**Excerpted data**
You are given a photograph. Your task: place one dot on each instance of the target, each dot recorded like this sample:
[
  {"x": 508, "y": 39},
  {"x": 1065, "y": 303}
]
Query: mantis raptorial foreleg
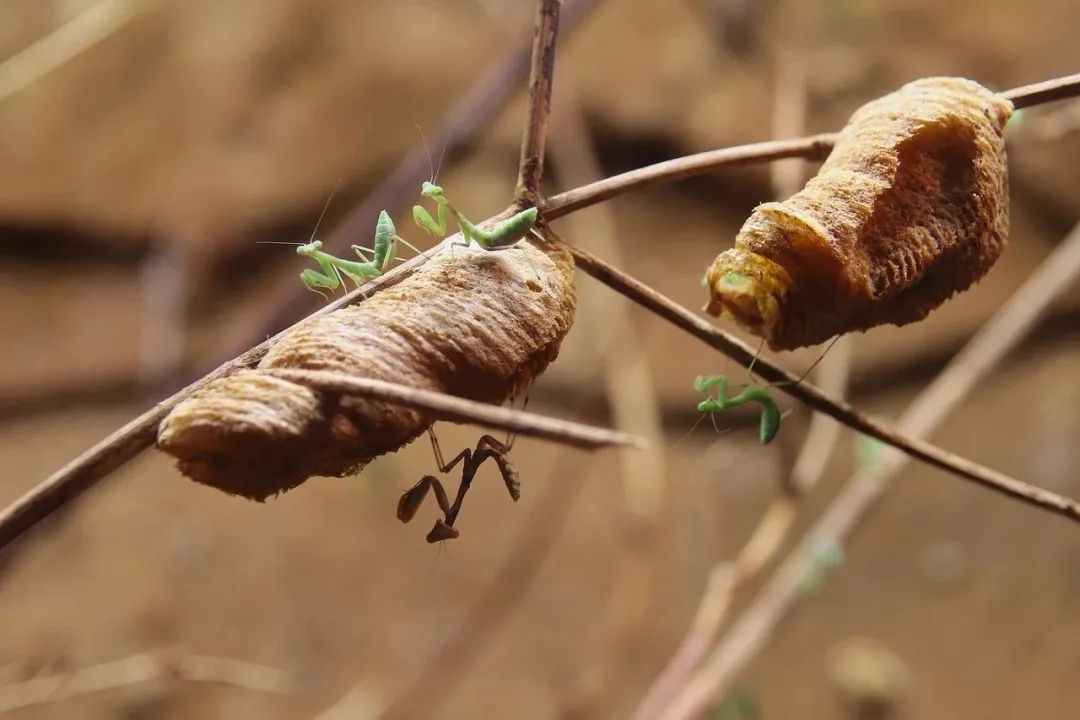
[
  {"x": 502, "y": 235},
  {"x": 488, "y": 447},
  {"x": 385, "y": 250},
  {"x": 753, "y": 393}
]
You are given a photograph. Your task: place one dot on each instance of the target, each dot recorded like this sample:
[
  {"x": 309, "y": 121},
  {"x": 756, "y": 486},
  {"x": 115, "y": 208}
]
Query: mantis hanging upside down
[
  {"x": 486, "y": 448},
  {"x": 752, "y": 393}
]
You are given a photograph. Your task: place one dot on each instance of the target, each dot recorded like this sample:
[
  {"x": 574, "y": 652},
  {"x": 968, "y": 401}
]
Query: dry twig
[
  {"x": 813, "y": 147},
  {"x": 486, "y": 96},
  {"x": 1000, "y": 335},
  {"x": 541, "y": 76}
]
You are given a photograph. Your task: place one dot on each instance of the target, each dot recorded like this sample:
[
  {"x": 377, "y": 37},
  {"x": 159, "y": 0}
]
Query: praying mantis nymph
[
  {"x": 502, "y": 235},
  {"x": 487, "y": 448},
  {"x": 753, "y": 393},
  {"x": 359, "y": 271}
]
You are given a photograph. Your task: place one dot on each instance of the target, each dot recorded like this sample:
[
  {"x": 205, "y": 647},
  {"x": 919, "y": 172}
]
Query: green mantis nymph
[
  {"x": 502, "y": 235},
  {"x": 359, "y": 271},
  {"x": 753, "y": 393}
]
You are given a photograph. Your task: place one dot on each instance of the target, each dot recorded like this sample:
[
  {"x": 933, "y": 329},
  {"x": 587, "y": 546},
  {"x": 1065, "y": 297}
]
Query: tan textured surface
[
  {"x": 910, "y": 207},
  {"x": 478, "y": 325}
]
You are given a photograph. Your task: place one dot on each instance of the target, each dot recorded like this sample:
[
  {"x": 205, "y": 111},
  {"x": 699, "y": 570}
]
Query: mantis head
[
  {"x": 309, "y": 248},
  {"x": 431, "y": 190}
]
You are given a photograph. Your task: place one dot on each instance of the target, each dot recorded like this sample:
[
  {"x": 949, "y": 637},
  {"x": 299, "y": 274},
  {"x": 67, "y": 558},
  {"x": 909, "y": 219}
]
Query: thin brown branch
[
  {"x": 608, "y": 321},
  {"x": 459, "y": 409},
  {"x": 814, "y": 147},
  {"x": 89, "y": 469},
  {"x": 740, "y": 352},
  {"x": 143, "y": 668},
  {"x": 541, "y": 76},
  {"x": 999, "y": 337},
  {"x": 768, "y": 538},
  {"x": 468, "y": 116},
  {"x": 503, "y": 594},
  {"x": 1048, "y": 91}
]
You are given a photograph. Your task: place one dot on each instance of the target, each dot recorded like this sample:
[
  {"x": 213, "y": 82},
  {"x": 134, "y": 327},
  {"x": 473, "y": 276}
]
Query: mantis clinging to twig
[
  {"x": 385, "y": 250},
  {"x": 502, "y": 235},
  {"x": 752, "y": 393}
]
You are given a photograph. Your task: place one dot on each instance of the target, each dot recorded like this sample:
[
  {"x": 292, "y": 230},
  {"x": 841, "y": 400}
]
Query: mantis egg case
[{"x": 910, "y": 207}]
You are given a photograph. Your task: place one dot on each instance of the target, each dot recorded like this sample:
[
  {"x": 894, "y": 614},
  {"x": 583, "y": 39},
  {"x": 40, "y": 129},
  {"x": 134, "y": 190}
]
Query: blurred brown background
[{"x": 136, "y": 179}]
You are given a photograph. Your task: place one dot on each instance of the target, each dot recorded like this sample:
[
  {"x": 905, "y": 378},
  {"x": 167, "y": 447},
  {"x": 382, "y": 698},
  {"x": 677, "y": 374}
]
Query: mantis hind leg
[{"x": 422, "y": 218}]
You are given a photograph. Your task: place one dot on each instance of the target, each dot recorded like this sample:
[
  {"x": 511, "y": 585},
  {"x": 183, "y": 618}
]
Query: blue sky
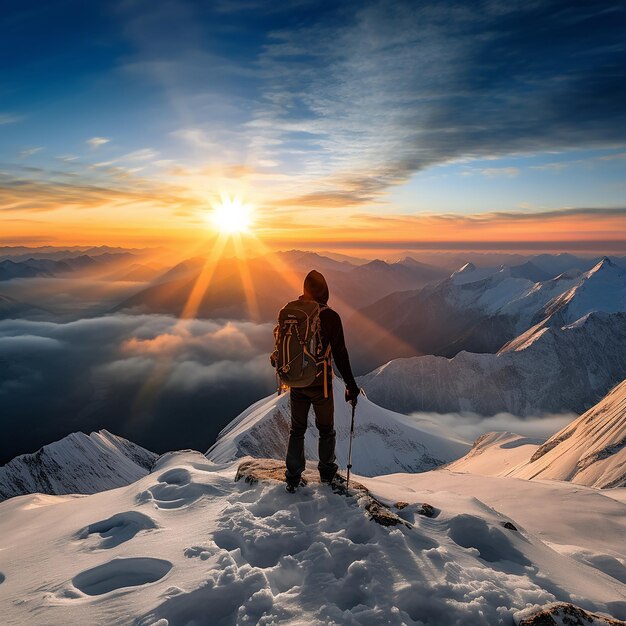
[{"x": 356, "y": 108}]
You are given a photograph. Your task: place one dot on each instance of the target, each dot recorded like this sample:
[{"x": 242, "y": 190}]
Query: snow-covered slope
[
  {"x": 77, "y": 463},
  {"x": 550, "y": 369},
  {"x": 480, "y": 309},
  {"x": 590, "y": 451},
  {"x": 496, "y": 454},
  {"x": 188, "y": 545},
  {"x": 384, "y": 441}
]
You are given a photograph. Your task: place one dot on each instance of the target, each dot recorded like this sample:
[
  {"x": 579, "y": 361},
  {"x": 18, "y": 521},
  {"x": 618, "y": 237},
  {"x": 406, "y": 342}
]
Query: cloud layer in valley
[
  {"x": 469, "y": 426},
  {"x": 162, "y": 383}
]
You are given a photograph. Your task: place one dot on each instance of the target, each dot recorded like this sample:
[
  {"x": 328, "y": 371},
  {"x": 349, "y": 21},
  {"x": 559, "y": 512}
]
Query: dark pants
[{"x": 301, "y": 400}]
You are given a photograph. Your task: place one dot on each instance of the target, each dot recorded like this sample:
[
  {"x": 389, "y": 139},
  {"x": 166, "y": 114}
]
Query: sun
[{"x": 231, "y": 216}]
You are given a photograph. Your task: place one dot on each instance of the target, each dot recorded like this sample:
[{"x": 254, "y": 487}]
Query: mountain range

**Short problem**
Retype the entries word for word. Omit any images.

**Response for this exercise**
You are given a photograph. Your task: place one dot on each instance of the target, each dot recorded like this sample:
[
  {"x": 508, "y": 39},
  {"x": 1065, "y": 303}
]
Query: mantis raptorial foreleg
[
  {"x": 502, "y": 235},
  {"x": 488, "y": 447},
  {"x": 385, "y": 250},
  {"x": 753, "y": 393}
]
You are given a photograph. Your task: place one dot on each instance of the target, each dot recorded like this sample:
[
  {"x": 309, "y": 121},
  {"x": 756, "y": 486},
  {"x": 115, "y": 208}
]
Query: mantis hanging upside down
[
  {"x": 486, "y": 448},
  {"x": 752, "y": 393}
]
You are given a photograph. Your task: place one dot on each instance of the target, each dot recorded like this sample:
[
  {"x": 574, "y": 652},
  {"x": 968, "y": 401}
]
Query: dry twig
[
  {"x": 813, "y": 147},
  {"x": 486, "y": 96},
  {"x": 1000, "y": 335},
  {"x": 541, "y": 76}
]
You are given a photograph. Your task: place one dot on each instance of the target, each dot recorded like this sample:
[
  {"x": 377, "y": 37},
  {"x": 159, "y": 0}
]
Query: praying mantis nymph
[
  {"x": 502, "y": 235},
  {"x": 487, "y": 448},
  {"x": 753, "y": 393},
  {"x": 359, "y": 271}
]
You are given a photograph. Your task: place one dot on each instance of the target, each dot recorded like this sample:
[
  {"x": 205, "y": 647},
  {"x": 919, "y": 172}
]
Query: green mantis nymph
[
  {"x": 502, "y": 235},
  {"x": 359, "y": 271},
  {"x": 753, "y": 393}
]
You are given a photograph. Your task: place one dot on each instance of the target, each dot recorded like this sample:
[
  {"x": 933, "y": 329},
  {"x": 587, "y": 546},
  {"x": 1065, "y": 297}
]
Query: tan textured surface
[
  {"x": 910, "y": 207},
  {"x": 478, "y": 325}
]
You are given a photograph. Your task: place one dot on each instance of the target, each dot recorded like this sample:
[
  {"x": 205, "y": 111},
  {"x": 699, "y": 570}
]
Query: mantis head
[
  {"x": 309, "y": 248},
  {"x": 431, "y": 190}
]
You are given a photograph. Your task: place one dot on each instance of the target, each dot recorded like this sample:
[
  {"x": 949, "y": 637},
  {"x": 299, "y": 274},
  {"x": 67, "y": 558},
  {"x": 909, "y": 219}
]
Query: thin brown branch
[
  {"x": 608, "y": 321},
  {"x": 459, "y": 409},
  {"x": 814, "y": 147},
  {"x": 89, "y": 469},
  {"x": 740, "y": 352},
  {"x": 143, "y": 668},
  {"x": 541, "y": 76},
  {"x": 999, "y": 337},
  {"x": 768, "y": 538},
  {"x": 468, "y": 116},
  {"x": 503, "y": 594},
  {"x": 1048, "y": 91}
]
You are given a photograph. Your task: place one dot on each instance of the target, each dot recorded like this sample:
[
  {"x": 213, "y": 82},
  {"x": 134, "y": 327},
  {"x": 473, "y": 276}
]
Query: mantis clinging to twig
[
  {"x": 385, "y": 250},
  {"x": 502, "y": 235},
  {"x": 752, "y": 393}
]
You are given a photograph. Your task: place one dot on each instance of the target, each dot recorded like this sample:
[
  {"x": 292, "y": 230},
  {"x": 841, "y": 400}
]
Query: mantis egg case
[{"x": 910, "y": 207}]
You are given a photograph. Your task: place one dot on each instance of the target, each dot recorded like this sample:
[
  {"x": 894, "y": 614},
  {"x": 583, "y": 39},
  {"x": 40, "y": 129},
  {"x": 134, "y": 190}
]
Query: blurred brown background
[{"x": 136, "y": 179}]
You are given a photograph. Your task: place one dot on each instance of the target, each dot recorded like this sample:
[
  {"x": 905, "y": 378},
  {"x": 167, "y": 447},
  {"x": 382, "y": 698},
  {"x": 677, "y": 374}
]
Query: mantis hind leg
[{"x": 422, "y": 218}]
You are given a photograph. Your task: place one dot on each instance of the target, each dot recorded like this sample:
[
  {"x": 511, "y": 585},
  {"x": 183, "y": 618}
]
Query: blue sky
[{"x": 356, "y": 108}]
You are given a photograph. Your task: place one dot on each instance of the target, each dot recorded like this sample:
[{"x": 242, "y": 190}]
Query: snow-covered slope
[
  {"x": 77, "y": 463},
  {"x": 550, "y": 369},
  {"x": 480, "y": 309},
  {"x": 590, "y": 451},
  {"x": 496, "y": 454},
  {"x": 188, "y": 545},
  {"x": 384, "y": 441}
]
You are given a photograph. Your task: place one dot on each instance of the target, each dot recorded like this sample:
[
  {"x": 579, "y": 361},
  {"x": 18, "y": 521},
  {"x": 618, "y": 237},
  {"x": 406, "y": 342}
]
Query: cloud layer in valley
[
  {"x": 469, "y": 426},
  {"x": 162, "y": 383}
]
You are given a photograph. Your task: place one dot on each instance of the target, each dot recorded like this sample:
[
  {"x": 328, "y": 371},
  {"x": 349, "y": 21},
  {"x": 559, "y": 512}
]
Query: dark pants
[{"x": 301, "y": 400}]
You are given a photograph. Your task: place one dot on each instance of the target, each dot recorded like this sample:
[
  {"x": 389, "y": 139},
  {"x": 166, "y": 114}
]
Query: sun
[{"x": 231, "y": 216}]
You are given a photograph. Your task: place one dot on each instance of the target, each dot recorded like this sample:
[{"x": 254, "y": 487}]
Query: mountain range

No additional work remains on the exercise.